(Beginning of Data section)
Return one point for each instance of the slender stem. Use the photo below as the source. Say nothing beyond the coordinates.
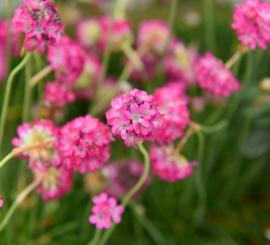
(10, 80)
(96, 238)
(39, 76)
(134, 190)
(21, 197)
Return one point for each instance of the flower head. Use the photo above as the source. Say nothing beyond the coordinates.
(121, 177)
(40, 23)
(55, 182)
(251, 21)
(105, 211)
(38, 140)
(172, 104)
(167, 166)
(133, 116)
(84, 144)
(214, 77)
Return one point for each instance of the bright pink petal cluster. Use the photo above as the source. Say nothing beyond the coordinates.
(121, 177)
(55, 182)
(105, 211)
(168, 166)
(40, 23)
(84, 144)
(58, 95)
(153, 35)
(38, 141)
(214, 77)
(134, 116)
(251, 21)
(172, 103)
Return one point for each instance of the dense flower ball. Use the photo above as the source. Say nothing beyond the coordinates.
(105, 211)
(58, 95)
(134, 116)
(40, 23)
(251, 21)
(214, 77)
(84, 144)
(169, 166)
(172, 104)
(38, 141)
(55, 182)
(154, 36)
(121, 177)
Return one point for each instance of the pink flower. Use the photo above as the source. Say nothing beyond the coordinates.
(121, 177)
(214, 77)
(167, 166)
(39, 140)
(58, 95)
(40, 23)
(154, 36)
(105, 211)
(55, 182)
(172, 104)
(84, 144)
(134, 116)
(251, 21)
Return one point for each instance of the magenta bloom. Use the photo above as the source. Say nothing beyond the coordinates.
(172, 104)
(105, 211)
(56, 183)
(121, 177)
(251, 21)
(39, 140)
(58, 95)
(168, 166)
(84, 144)
(154, 36)
(214, 77)
(40, 23)
(134, 116)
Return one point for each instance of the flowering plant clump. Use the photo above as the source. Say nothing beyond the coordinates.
(131, 102)
(134, 116)
(105, 211)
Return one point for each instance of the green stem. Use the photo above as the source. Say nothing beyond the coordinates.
(10, 80)
(133, 191)
(18, 201)
(200, 185)
(96, 238)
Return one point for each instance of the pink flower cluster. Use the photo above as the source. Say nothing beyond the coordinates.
(98, 32)
(172, 103)
(84, 144)
(105, 211)
(40, 23)
(134, 117)
(121, 177)
(214, 77)
(251, 21)
(169, 166)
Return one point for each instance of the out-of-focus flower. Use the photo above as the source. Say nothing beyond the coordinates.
(169, 166)
(153, 36)
(251, 21)
(134, 117)
(58, 95)
(172, 103)
(105, 211)
(84, 144)
(55, 182)
(121, 177)
(180, 61)
(214, 77)
(40, 23)
(38, 141)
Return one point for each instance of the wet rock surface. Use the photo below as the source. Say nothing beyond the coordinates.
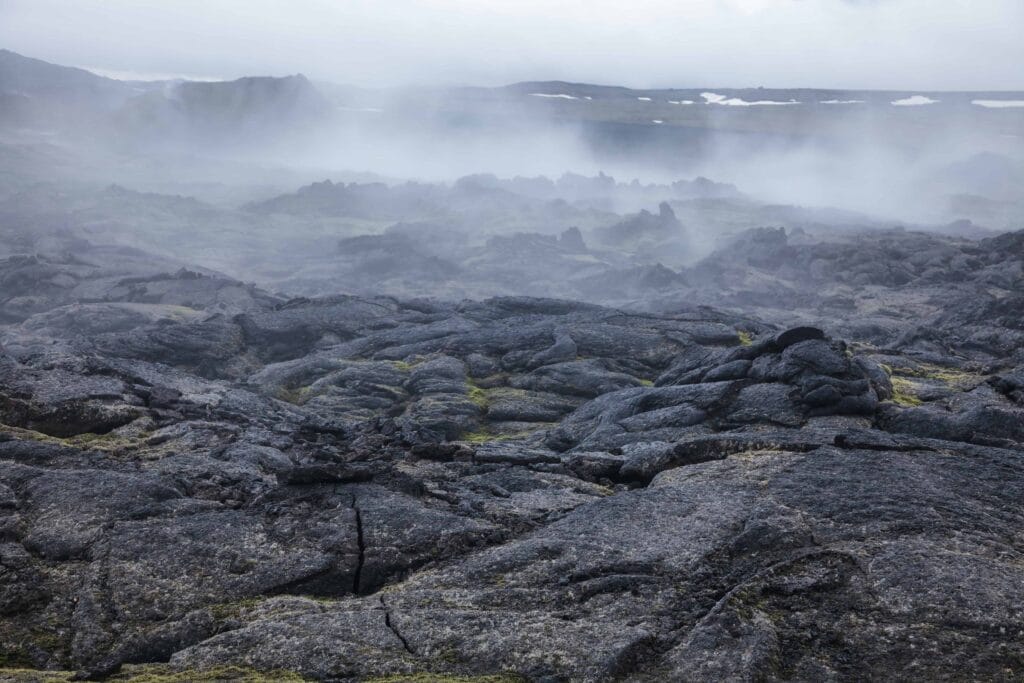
(199, 474)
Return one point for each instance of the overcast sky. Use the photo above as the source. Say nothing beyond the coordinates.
(892, 44)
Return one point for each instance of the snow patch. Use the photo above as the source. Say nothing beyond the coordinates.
(915, 100)
(714, 98)
(998, 103)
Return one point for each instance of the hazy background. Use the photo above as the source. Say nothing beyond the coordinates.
(856, 44)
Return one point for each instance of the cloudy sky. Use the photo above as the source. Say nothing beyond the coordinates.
(894, 44)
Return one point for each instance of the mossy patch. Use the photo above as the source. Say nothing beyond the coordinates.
(956, 379)
(17, 675)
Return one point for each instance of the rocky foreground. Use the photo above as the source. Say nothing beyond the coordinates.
(203, 480)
(End of Data section)
• **Work to complete**
Return the whole of the material above exactly, with no picture carried over.

• **Answer to the problem**
Return one point for each instance of the slender stem. Use the photo below as the source. Say nothing beyond the coordinates.
(10, 80)
(96, 238)
(39, 76)
(134, 190)
(21, 197)
Return one point for each instance of the flower head. Use the photo above as the source. Say nothing beyond the coordinates.
(121, 177)
(40, 23)
(55, 182)
(251, 21)
(105, 211)
(38, 140)
(172, 104)
(167, 166)
(133, 116)
(84, 144)
(214, 77)
Return one point for each instance of the bright pink petal cluster. Use the photo above as the source. Say nothing beyond the coordinates.
(121, 177)
(55, 182)
(105, 211)
(168, 166)
(40, 23)
(84, 144)
(58, 95)
(153, 35)
(38, 141)
(214, 77)
(134, 116)
(251, 21)
(172, 103)
Return one point for each instance of the dense flower ball. Use the photo above as the source. Say nothing beyond the coordinates.
(105, 211)
(58, 95)
(134, 116)
(40, 23)
(251, 21)
(214, 77)
(84, 144)
(169, 166)
(172, 104)
(38, 141)
(55, 182)
(154, 36)
(121, 177)
Return one point for each instance of the pink flower. Use the photo above as the source. Say nothing beyond the coordinates.
(121, 177)
(214, 77)
(167, 166)
(39, 140)
(58, 95)
(40, 23)
(154, 36)
(105, 211)
(55, 182)
(172, 104)
(84, 144)
(134, 116)
(251, 21)
Return one point for each instance of the magenta bloom. Use the photo above as the source. Say nothing beyond the coordinates.
(172, 104)
(105, 211)
(56, 183)
(121, 177)
(251, 21)
(39, 140)
(58, 95)
(168, 166)
(84, 144)
(154, 36)
(214, 77)
(40, 23)
(134, 116)
Return one point for each instance of the flowering plant clump. Use the photo above as the source. Say nothing beyond the coordinates.
(131, 102)
(134, 116)
(105, 211)
Return one point for each instance of the green stem. Use the photo above as the source. Say nothing beyond the coordinates.
(10, 80)
(133, 191)
(18, 201)
(200, 185)
(96, 238)
Return one point for each instance of the pink flower cluster. Use the photo above as the source. Say nothing beyond the coordinates.
(98, 32)
(172, 103)
(84, 144)
(105, 211)
(40, 23)
(134, 117)
(121, 177)
(214, 77)
(251, 21)
(169, 166)
Return one point for each instance of the out-of-focus flower. Use the photo above as the source. Say nothing beyond the coordinates.
(169, 166)
(153, 36)
(251, 21)
(134, 117)
(58, 95)
(172, 103)
(105, 211)
(84, 144)
(55, 182)
(121, 177)
(180, 61)
(214, 77)
(40, 23)
(38, 141)
Return one point for each instance of the wet rock surface. Use the photo below as the source. Say nothing beyond the coordinates.
(199, 474)
Return one point for each instance of the overcast sky. Use the photo above as the source. Say nothing beyond the coordinates.
(892, 44)
Return one point for each instance of the snow patch. Use the photo above as the source. Say nothing beyond the coordinates.
(915, 100)
(714, 98)
(998, 103)
Return one point for each instance of the hazy background. Use the photo above as the source. Say nothing beyond the coordinates.
(856, 44)
Return one point for each instance of the cloudy sky. Use the photo above as the source. Say nothing beyond the coordinates.
(894, 44)
Return one point for each instance of the mossy patch. Use the photo above as the source. Say nothing beyond the coordinates.
(956, 379)
(17, 675)
Return one point for each instance of the rocky foreground. Use the photo above as the source. Say nothing beyond the coordinates.
(203, 480)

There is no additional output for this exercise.